# Goal of the exercise
State how many lines of the entries hold the string "grille", and output nothing but that count.

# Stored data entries
________
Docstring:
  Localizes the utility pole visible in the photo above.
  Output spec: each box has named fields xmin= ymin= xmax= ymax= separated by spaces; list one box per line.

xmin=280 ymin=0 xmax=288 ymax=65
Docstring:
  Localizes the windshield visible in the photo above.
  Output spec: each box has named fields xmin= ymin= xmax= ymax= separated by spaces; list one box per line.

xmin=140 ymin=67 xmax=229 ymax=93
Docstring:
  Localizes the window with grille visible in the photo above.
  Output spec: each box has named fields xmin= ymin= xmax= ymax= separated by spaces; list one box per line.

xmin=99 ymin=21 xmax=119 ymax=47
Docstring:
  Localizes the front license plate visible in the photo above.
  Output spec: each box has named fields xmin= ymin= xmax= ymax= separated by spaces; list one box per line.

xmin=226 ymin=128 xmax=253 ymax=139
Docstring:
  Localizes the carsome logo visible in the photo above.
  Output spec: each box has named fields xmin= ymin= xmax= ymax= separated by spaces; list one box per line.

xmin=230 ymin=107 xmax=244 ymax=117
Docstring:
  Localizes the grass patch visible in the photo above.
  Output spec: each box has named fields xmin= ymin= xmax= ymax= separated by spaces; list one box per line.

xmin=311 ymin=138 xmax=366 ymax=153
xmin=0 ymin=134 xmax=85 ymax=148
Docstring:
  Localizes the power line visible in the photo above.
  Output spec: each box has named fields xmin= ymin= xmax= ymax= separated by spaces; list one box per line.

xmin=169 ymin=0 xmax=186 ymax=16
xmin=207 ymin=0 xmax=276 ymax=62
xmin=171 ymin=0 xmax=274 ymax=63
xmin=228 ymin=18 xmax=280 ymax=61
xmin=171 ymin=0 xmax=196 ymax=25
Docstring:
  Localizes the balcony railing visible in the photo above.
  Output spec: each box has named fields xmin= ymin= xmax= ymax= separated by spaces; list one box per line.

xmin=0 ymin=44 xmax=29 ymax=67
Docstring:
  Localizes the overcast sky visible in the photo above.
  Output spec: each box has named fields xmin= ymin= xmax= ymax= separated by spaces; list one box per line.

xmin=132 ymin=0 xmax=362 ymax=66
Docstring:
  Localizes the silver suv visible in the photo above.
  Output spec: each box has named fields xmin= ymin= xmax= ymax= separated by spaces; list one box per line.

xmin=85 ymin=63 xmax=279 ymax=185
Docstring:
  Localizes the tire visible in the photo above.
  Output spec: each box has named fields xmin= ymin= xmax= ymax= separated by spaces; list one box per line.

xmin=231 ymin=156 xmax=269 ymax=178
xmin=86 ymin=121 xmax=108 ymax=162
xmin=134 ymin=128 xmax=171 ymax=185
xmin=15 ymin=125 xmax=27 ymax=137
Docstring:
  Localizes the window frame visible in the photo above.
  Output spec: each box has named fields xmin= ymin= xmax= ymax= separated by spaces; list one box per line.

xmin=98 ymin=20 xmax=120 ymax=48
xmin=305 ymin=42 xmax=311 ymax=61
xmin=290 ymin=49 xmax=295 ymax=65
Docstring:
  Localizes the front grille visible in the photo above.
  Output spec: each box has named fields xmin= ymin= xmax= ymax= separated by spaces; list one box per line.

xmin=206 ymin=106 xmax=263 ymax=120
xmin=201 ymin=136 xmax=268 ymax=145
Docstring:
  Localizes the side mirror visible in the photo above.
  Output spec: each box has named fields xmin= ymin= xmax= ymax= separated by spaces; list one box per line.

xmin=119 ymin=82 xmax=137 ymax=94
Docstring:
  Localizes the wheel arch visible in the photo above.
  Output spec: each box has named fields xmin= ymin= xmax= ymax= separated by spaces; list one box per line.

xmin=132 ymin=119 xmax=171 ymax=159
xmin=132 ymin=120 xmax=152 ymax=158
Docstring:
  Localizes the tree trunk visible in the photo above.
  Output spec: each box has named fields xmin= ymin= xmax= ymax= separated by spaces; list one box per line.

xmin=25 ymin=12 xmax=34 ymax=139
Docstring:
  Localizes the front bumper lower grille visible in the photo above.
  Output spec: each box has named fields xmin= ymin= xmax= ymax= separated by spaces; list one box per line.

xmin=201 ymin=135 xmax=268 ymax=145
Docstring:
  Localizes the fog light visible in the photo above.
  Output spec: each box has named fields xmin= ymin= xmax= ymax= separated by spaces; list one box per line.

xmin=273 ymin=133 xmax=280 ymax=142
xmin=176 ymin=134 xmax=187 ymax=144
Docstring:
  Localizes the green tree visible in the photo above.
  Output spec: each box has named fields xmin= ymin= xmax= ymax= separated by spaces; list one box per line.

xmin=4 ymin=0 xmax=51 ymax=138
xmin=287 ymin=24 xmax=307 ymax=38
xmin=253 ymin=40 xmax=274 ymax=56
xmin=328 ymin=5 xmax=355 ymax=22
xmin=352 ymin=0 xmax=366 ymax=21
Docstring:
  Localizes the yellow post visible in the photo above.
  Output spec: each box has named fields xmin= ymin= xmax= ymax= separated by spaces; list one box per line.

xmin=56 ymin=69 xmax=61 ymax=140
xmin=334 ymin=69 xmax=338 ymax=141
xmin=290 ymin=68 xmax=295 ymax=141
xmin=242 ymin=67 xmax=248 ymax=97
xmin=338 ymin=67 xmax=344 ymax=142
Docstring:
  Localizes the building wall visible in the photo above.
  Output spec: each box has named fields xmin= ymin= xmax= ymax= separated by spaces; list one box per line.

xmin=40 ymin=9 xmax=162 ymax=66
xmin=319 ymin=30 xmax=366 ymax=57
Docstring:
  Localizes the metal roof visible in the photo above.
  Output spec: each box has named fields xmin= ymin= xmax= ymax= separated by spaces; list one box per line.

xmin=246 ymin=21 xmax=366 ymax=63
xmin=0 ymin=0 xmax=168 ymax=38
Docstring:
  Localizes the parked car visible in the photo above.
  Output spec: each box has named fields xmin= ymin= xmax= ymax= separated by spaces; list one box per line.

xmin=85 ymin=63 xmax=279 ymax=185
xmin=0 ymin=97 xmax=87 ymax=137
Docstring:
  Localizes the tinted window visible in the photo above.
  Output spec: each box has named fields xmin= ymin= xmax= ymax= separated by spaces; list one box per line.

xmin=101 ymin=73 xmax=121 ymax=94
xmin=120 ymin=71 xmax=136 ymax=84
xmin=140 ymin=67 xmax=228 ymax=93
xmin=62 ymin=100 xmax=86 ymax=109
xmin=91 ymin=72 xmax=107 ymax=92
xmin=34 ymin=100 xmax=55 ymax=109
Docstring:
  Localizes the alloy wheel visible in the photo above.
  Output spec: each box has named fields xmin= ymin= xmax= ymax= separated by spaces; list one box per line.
________
# Task output
3